[About this task]: A word-for-word reproduction of the data below is needed, with no pictures in it.

[Referring expression grounding data]:
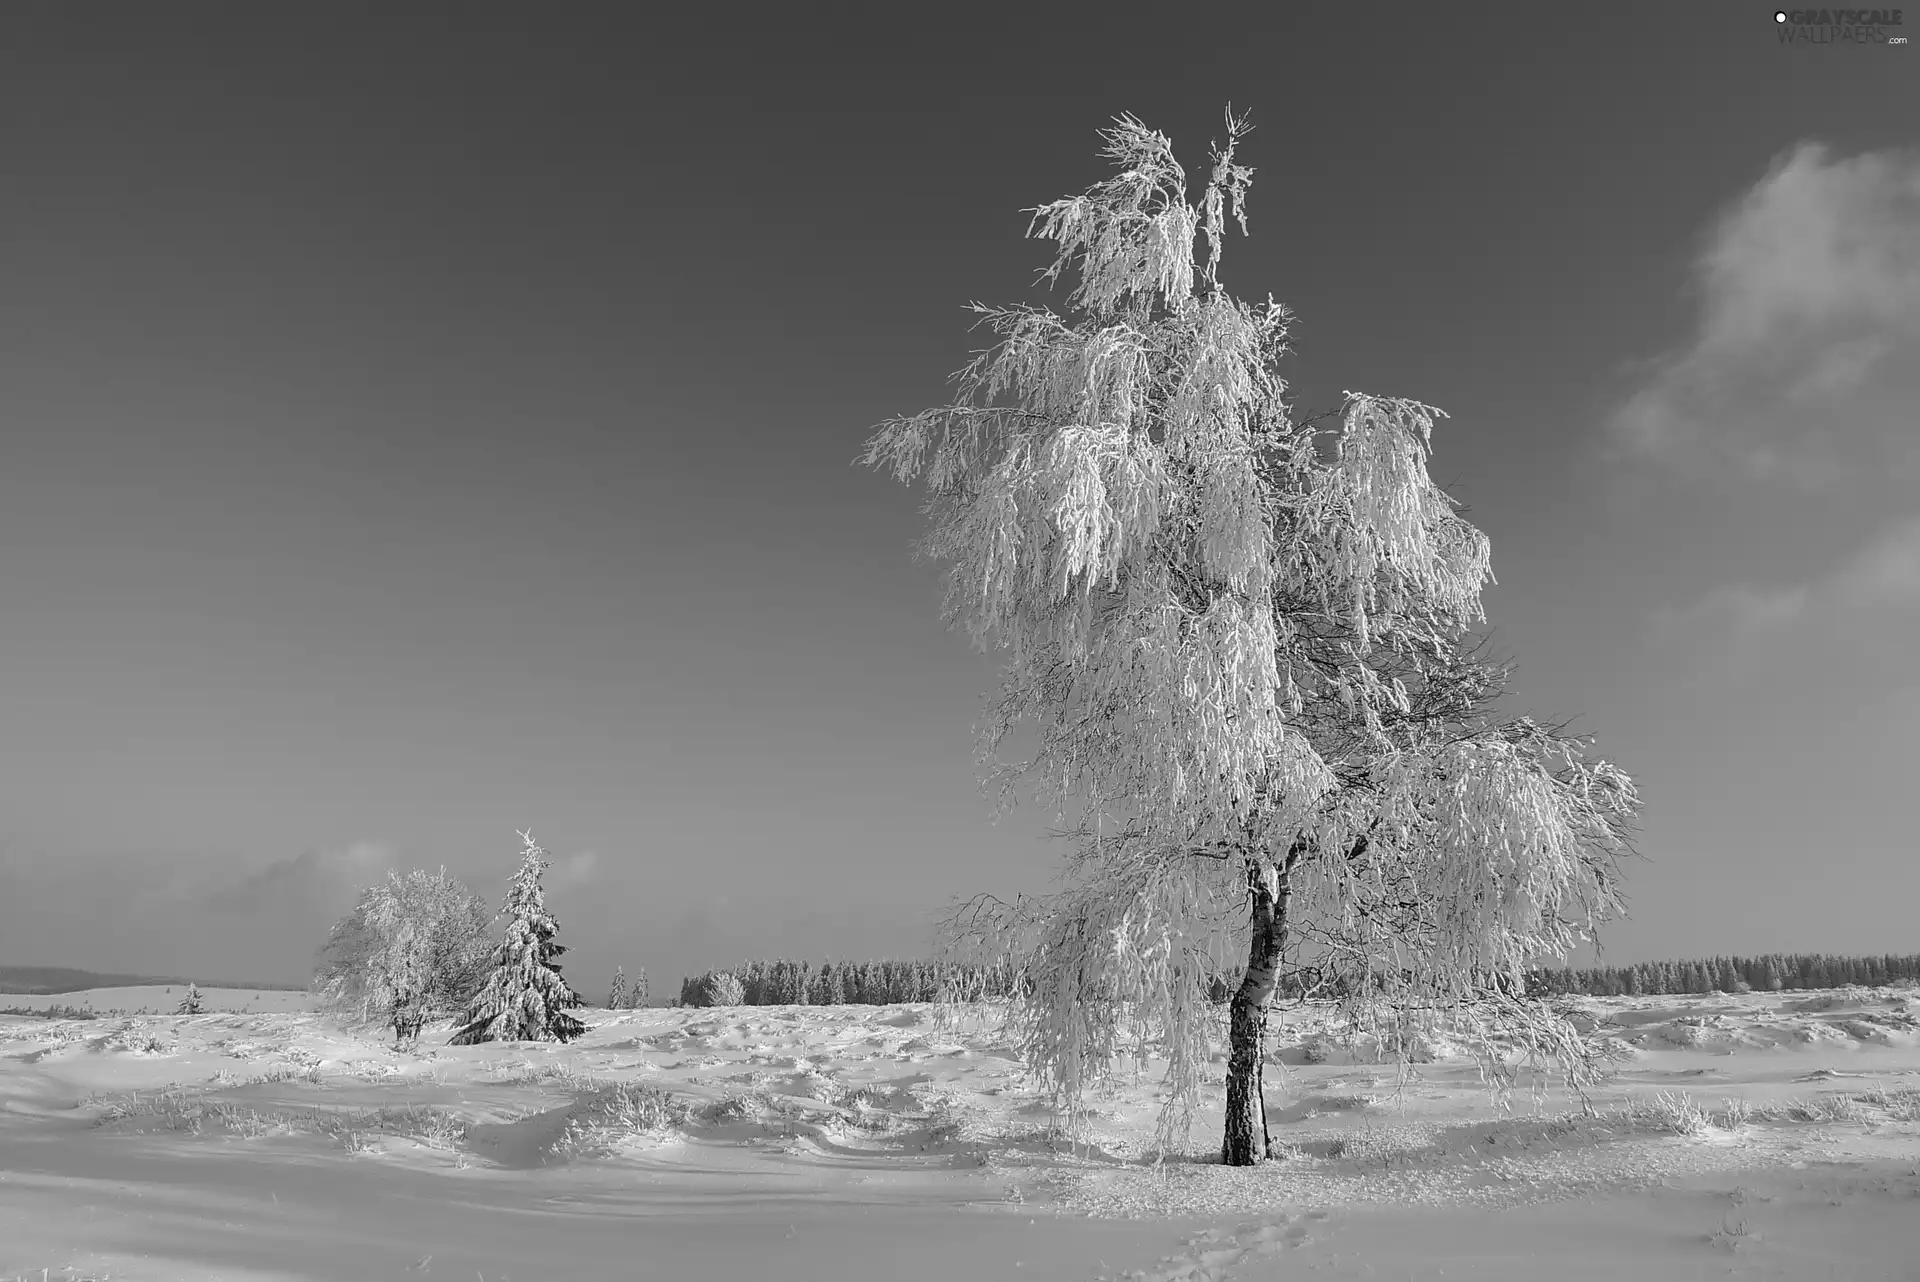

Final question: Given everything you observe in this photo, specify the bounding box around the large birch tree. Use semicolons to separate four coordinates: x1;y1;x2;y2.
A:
860;110;1640;1165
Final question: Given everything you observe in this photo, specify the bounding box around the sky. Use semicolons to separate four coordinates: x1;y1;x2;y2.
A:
0;4;1915;993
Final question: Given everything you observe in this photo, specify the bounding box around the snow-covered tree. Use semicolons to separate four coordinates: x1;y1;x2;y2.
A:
707;970;745;1007
862;109;1639;1164
176;982;203;1015
449;831;587;1045
1762;956;1785;991
313;866;493;1041
680;969;743;1008
1717;957;1741;993
629;966;648;1009
607;965;628;1011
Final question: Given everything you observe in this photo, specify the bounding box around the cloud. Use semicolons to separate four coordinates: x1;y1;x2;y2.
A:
0;838;401;984
1652;512;1920;649
1609;142;1920;485
547;848;600;891
1835;514;1920;607
205;840;395;913
1650;582;1810;645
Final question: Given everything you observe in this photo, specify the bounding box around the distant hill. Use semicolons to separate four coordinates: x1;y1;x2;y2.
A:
0;965;309;995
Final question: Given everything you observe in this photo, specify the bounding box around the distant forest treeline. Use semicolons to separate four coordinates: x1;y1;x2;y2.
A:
0;966;309;995
678;958;1016;1007
1525;952;1920;997
676;952;1920;1008
1228;952;1920;1002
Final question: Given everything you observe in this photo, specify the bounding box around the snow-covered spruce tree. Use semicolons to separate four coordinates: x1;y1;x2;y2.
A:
607;965;628;1011
630;966;648;1009
449;831;587;1045
860;110;1640;1165
176;982;203;1015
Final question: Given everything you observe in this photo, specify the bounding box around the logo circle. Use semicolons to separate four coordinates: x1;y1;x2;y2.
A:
1774;9;1787;19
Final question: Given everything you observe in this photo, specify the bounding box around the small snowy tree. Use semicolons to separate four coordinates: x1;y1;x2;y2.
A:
680;969;743;1008
862;109;1639;1164
630;966;648;1009
449;831;587;1045
607;965;628;1011
175;983;203;1015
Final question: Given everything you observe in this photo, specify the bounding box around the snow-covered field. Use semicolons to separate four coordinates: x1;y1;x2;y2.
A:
2;984;1917;1280
1;987;316;1018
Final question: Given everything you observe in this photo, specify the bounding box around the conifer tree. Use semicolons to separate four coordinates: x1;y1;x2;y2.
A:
608;965;628;1011
630;966;648;1008
449;831;587;1045
176;982;203;1015
1762;956;1785;991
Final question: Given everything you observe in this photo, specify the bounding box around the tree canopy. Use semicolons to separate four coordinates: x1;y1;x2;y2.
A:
313;866;493;1034
862;109;1639;1157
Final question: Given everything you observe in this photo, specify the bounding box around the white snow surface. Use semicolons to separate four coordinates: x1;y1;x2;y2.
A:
1;984;1917;1280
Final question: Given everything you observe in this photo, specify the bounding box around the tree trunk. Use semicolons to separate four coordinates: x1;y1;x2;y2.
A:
391;990;424;1045
1222;859;1290;1165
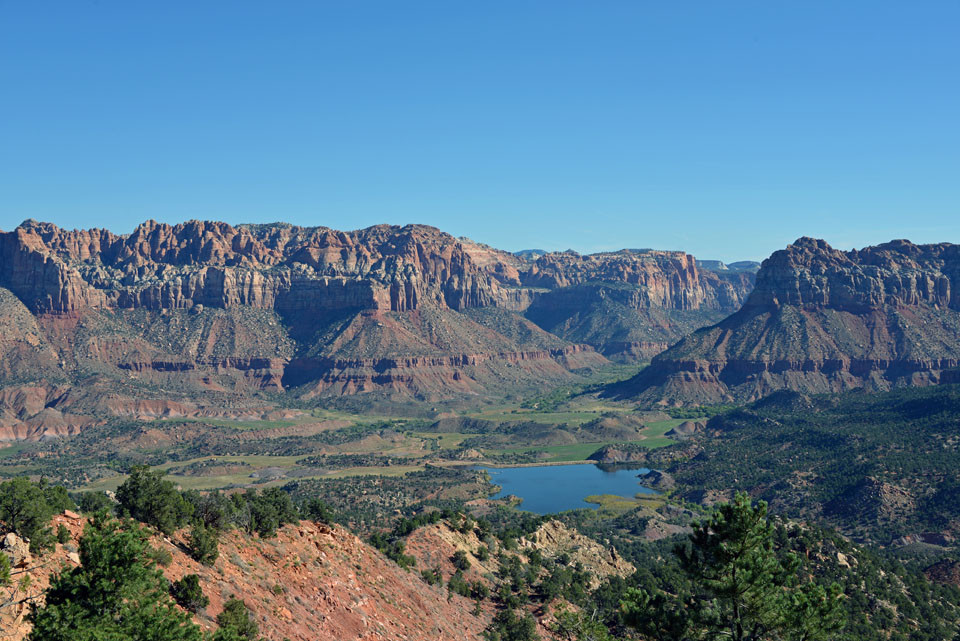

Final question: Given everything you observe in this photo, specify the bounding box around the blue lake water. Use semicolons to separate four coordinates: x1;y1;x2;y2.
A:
482;463;655;514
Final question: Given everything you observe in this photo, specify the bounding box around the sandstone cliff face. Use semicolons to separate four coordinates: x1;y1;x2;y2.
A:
519;250;753;358
0;221;749;323
0;220;524;315
746;237;960;312
616;238;960;405
0;219;754;423
0;220;612;423
521;249;752;311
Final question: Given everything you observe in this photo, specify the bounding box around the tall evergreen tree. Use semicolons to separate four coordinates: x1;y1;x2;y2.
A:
622;492;843;641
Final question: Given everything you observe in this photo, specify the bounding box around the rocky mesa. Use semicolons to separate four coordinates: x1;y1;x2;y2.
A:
0;219;756;438
613;237;960;405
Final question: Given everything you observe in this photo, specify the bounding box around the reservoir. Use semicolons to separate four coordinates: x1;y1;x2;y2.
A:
483;463;656;514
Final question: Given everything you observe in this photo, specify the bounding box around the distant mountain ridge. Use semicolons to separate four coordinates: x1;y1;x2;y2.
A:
521;248;753;359
612;237;960;405
0;219;753;438
698;260;762;274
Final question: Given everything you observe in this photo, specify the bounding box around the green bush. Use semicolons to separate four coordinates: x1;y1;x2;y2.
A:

[Task answer]:
Final question: Given everything you observe in this photo, specify the bounding box around the large birch tree. Use semicolons to separate four coordinates: x1;y1;x2;y2.
A:
860;110;1640;1165
Final question: Given everything you observe in this photo, specify the bounding box around the sky. Use semicolons to separate four coordinates: x1;y1;x2;y2.
A:
0;4;1915;993
Final question: Given everything you observe in this photo, specify the bounding box around the snow-covered tree. Use semicolons to separate four coordinates: x1;y1;x2;y2.
A:
707;970;745;1007
862;109;1639;1164
176;982;203;1015
449;831;587;1045
1762;956;1785;991
313;866;493;1041
680;969;743;1008
1717;957;1741;993
629;966;648;1009
607;965;628;1011
Final question: Given everything you observe in this photo, specify the bounding box around the cloud. Use semicolons to separate four coordinates: x1;y1;x2;y2.
A:
0;838;401;984
1652;512;1920;649
1609;142;1920;485
547;848;600;891
1835;514;1920;607
205;840;395;913
1650;582;1810;645
Final question: Given everything you observe in this photo, specify the bounding box around the distant hill. Use semicolons to separate four coordinates: x1;y1;x2;y2.
A:
0;965;309;995
Final question: Given everything you observe in this photo, specify the bounding box around the distant forest treeline. Use semicolons to separate four coordinates: x1;y1;x2;y2.
A:
0;966;309;995
678;958;1016;1007
1525;952;1920;997
676;952;1920;1008
1228;952;1920;1002
Final question: Given everything you observe in this photo, specify the bounding box around the snow-covered spruce tree. Use semicolons to separate four coordinates: x1;y1;x2;y2.
A:
607;965;628;1011
630;966;648;1009
449;831;587;1045
860;110;1640;1165
176;982;203;1015
Final question: Given everything you observe in this photo, specify the bounding box around the logo circle. Use semicolons to separate four coordinates: x1;y1;x2;y2.
A:
1774;9;1787;19
Final question: Given everything you observe in this photo, specify the bounding box around the small snowy tree. Use semicolons to separate four coordinates: x1;y1;x2;y2.
A:
680;969;743;1008
862;109;1639;1164
630;966;648;1009
449;831;587;1045
607;965;628;1011
175;983;203;1015
Final question: Given everything you observe in this photo, specify the bounding box around the snow-covered field. Use semicolons to separate four coordinates: x1;y1;x2;y2.
A:
2;984;1917;1280
1;987;316;1018
Final question: Given everything you observe in this photo, specify the bounding box around the conifer tree. Use semicolons to separate four coordinates: x1;y1;x2;y2.
A:
608;965;628;1011
630;966;648;1008
449;831;587;1045
176;982;203;1015
1762;956;1785;991
Final question: Given everything you observe in this photo, specify the bounding box around the tree canopy. Use semicolons to separate four coordinates: x1;y1;x2;y2.
A:
313;866;493;1034
862;109;1639;1157
Final question: Given everything you observe in this photo, specify the bounding box around the white snow surface. Use semicolons to separate four coordinates: x1;y1;x2;y2.
A:
1;984;1917;1280
Final question: Given everything you observe in this photo, specify the bounding box around the tree trunk. Use semicolons to separate four coordinates: x1;y1;x2;y2.
A:
391;990;424;1045
1222;859;1290;1165

Final question: Given everything you observe in this photo, specify the bounding box around the blue lake water. Use semicolons to separate four coordinates: x1;y1;x2;y2.
A:
482;463;655;514
Final question: Given everything you observe in this photo, specify the bounding box around the sandstone cliff face. Use semicolons to separate four coordinates: x1;y1;x2;y2.
A:
519;250;753;358
0;221;749;323
0;220;524;315
746;237;960;312
616;238;960;405
0;219;754;423
0;220;612;423
521;249;752;311
Final question: Given everything you observe in this photo, specify the bounding box around the tall evergreen tree. Use semicolons to separate four coordinates: x1;y1;x2;y2.
A:
622;492;843;641
Final question: Given everything you observe in this photo, specify the bounding box around the rocky mesa. Use semicolons to separate four coordinates: x1;y1;x2;y2.
A:
0;219;756;438
613;237;960;405
Final question: Given everything you observe in this photo, specify the bounding box around the reservoir. Use semicolons to separate four coordinates: x1;y1;x2;y2.
A:
483;463;656;514
Final question: Given everything you observe in this photo, specify the bounding box around the distant mountain ridge. Use semicolons to separate four coordinates: x1;y1;x2;y2.
A:
521;248;753;359
612;237;960;405
0;219;753;438
698;260;762;274
Final question: Given everything you observe in this photo, specify the bounding box around the green bush. Use semicolons to separate four coordinates: x1;y1;x2;y2.
A:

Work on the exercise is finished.